| Your task |
Your output should be the lines from the start of the data through the line containing "Task: annotate every instance of the small", exactly and nothing more.

BEGIN Material shown

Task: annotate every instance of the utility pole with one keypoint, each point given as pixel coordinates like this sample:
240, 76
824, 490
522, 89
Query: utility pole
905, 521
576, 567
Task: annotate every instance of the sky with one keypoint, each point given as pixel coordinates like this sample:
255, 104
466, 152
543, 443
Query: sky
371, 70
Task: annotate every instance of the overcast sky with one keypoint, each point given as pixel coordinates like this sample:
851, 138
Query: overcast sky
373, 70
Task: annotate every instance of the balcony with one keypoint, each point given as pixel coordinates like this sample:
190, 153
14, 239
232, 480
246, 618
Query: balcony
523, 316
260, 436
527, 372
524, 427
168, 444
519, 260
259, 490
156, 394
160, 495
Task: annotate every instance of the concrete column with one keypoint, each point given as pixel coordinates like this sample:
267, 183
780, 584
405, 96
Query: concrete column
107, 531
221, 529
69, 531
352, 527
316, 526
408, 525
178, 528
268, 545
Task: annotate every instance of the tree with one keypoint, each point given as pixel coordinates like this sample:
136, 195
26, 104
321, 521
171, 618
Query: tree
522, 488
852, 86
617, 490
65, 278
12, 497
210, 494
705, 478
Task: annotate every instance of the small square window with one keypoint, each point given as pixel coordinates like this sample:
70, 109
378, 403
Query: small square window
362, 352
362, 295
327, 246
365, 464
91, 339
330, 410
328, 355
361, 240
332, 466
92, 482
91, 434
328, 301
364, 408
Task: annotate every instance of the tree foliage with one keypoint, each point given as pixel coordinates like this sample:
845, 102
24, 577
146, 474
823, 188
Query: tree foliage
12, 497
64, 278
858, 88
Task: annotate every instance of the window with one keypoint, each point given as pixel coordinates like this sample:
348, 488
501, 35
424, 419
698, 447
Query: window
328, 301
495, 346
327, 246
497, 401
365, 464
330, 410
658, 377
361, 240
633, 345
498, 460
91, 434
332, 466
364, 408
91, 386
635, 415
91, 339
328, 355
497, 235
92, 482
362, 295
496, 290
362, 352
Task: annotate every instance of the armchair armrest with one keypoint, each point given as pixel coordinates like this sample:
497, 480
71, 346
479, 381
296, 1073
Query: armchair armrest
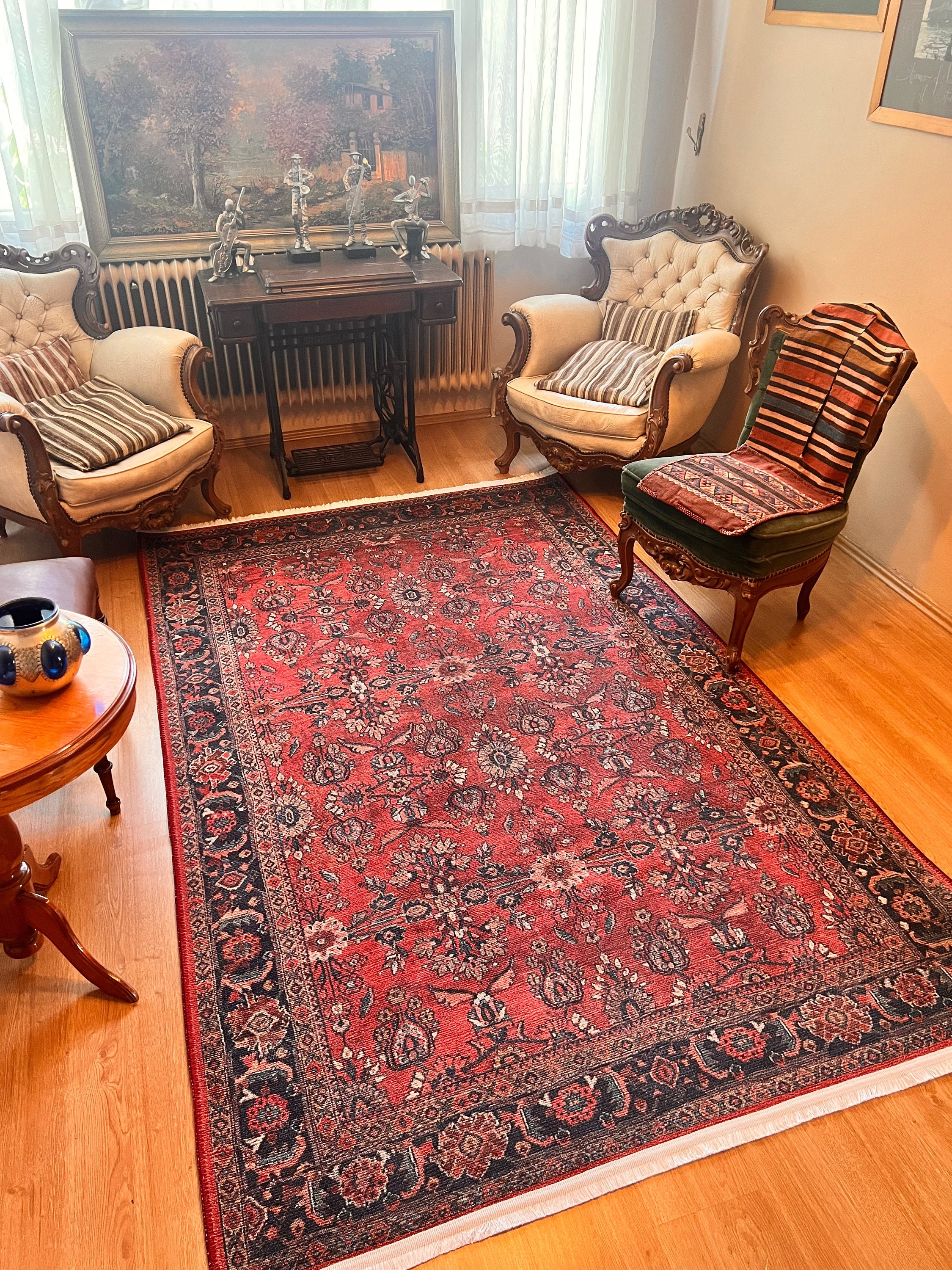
549, 329
158, 365
686, 387
27, 482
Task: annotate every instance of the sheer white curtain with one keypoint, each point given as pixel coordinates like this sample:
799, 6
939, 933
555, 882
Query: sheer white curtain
554, 98
39, 204
553, 106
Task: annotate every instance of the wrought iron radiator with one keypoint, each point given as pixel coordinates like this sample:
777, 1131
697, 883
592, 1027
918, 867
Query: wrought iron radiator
320, 390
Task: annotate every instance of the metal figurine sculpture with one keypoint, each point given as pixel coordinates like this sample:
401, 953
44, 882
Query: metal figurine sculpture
412, 230
353, 185
230, 254
297, 178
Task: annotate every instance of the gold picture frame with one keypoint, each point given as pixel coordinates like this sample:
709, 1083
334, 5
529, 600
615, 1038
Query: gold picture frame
914, 69
139, 87
829, 18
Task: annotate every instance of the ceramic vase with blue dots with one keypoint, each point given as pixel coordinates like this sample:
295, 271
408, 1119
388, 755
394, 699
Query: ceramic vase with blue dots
40, 647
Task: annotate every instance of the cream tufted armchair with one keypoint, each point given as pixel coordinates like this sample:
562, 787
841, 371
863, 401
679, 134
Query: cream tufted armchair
687, 258
54, 295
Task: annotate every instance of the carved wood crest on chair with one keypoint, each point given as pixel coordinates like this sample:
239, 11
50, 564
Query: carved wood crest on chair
155, 364
692, 258
786, 552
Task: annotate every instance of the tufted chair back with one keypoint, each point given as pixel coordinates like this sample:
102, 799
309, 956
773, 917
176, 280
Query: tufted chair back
36, 308
681, 260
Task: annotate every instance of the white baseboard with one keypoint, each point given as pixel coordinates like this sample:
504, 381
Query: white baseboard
897, 583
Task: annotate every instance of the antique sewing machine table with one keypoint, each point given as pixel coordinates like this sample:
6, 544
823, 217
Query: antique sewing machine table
376, 304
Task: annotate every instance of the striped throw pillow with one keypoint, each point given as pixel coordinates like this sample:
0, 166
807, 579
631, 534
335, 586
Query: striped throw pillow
652, 328
607, 370
101, 423
41, 371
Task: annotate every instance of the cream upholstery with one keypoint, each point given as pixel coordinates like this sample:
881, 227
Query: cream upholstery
666, 272
616, 430
660, 272
36, 308
146, 361
560, 326
135, 479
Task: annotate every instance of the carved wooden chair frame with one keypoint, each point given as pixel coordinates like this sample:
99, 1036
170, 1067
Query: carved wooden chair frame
151, 514
683, 566
700, 224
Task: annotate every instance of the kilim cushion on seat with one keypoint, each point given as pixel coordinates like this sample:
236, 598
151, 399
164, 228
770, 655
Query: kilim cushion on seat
825, 389
652, 328
41, 371
607, 370
101, 423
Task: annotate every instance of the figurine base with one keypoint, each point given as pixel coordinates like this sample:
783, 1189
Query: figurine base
304, 256
361, 252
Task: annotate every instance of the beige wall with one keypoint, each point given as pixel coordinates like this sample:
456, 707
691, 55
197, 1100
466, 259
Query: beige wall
852, 211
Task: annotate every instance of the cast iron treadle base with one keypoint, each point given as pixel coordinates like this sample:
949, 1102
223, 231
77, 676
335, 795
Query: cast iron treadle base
336, 459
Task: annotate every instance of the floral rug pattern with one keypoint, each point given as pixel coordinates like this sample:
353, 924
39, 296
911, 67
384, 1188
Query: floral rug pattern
487, 879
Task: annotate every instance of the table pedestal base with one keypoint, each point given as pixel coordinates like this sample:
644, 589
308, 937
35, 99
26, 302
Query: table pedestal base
27, 915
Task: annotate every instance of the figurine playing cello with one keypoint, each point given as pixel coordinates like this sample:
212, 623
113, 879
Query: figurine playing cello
412, 229
355, 177
230, 254
297, 179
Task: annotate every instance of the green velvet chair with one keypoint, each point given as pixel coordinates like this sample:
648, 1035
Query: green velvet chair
791, 550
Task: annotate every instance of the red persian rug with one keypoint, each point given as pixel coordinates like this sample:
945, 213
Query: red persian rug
495, 895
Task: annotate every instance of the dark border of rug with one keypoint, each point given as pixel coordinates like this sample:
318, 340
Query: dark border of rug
212, 1220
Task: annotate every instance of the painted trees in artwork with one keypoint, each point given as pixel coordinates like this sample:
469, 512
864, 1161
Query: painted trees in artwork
408, 69
196, 87
311, 120
118, 107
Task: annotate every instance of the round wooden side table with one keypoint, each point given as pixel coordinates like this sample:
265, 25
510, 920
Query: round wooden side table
46, 742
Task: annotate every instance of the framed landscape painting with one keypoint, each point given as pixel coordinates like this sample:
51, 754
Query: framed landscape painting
169, 115
913, 86
847, 14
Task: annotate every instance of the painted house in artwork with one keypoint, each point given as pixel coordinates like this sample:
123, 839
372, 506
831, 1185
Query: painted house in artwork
367, 97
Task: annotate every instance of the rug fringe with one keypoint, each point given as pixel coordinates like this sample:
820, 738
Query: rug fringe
594, 1183
201, 526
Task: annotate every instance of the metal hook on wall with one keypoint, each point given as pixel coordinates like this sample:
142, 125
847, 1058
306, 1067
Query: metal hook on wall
696, 141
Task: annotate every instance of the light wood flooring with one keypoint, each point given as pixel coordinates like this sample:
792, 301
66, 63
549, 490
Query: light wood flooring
97, 1147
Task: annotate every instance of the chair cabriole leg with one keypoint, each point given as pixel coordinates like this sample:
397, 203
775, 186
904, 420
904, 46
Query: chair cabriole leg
804, 597
746, 601
212, 500
513, 441
626, 555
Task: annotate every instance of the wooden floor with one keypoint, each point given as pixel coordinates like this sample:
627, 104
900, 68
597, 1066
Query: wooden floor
97, 1149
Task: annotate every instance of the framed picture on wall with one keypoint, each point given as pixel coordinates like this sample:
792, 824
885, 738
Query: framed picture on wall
846, 14
172, 113
913, 86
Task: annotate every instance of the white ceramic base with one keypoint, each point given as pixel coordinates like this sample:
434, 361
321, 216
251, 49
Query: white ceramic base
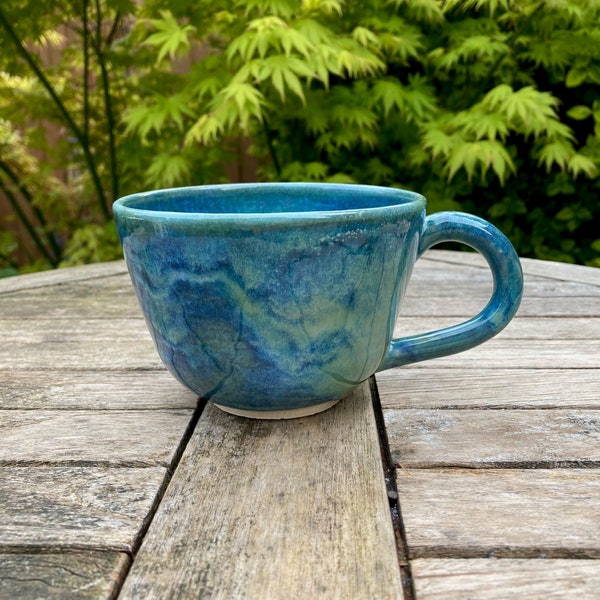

END Material shown

| Answer section |
Task: annotate every instance of the utility pole with one keypoint, each point given as pixel coordinates like this sample:
240, 76
824, 490
522, 89
Query: utility pole
905, 521
576, 567
Task: annotate every instance of the sky with one keypoint, each point given as pixel coordinates like this sample:
255, 104
466, 152
543, 443
Query: sky
371, 70
Task: annotate every instance of the overcast sky with one keypoint, each point given as pixel coordinates like this sample:
851, 138
Query: overcast sky
373, 70
Task: annotate every instance of the balcony with one keypoint, each point given as pixel coordinates like this sample:
190, 153
14, 239
232, 480
246, 618
Query: balcony
523, 316
260, 436
527, 372
524, 427
168, 444
519, 260
259, 490
156, 394
160, 495
Task: annotate every instance of the concrete column with one keypoint, each point given as pixel coordinates like this sample:
267, 183
780, 584
405, 96
Query: concrete column
107, 531
221, 529
69, 531
352, 527
316, 526
408, 525
178, 528
268, 545
Task: annotate every instance of the tree with one keypoint, each point given as pixel coordinates like this sample:
136, 195
26, 104
321, 521
171, 618
Query: tree
522, 488
852, 86
617, 490
65, 278
12, 497
210, 494
705, 478
Task: annotate every instance of the small square window with one keypoint, each point given as pixel coordinates like this sample:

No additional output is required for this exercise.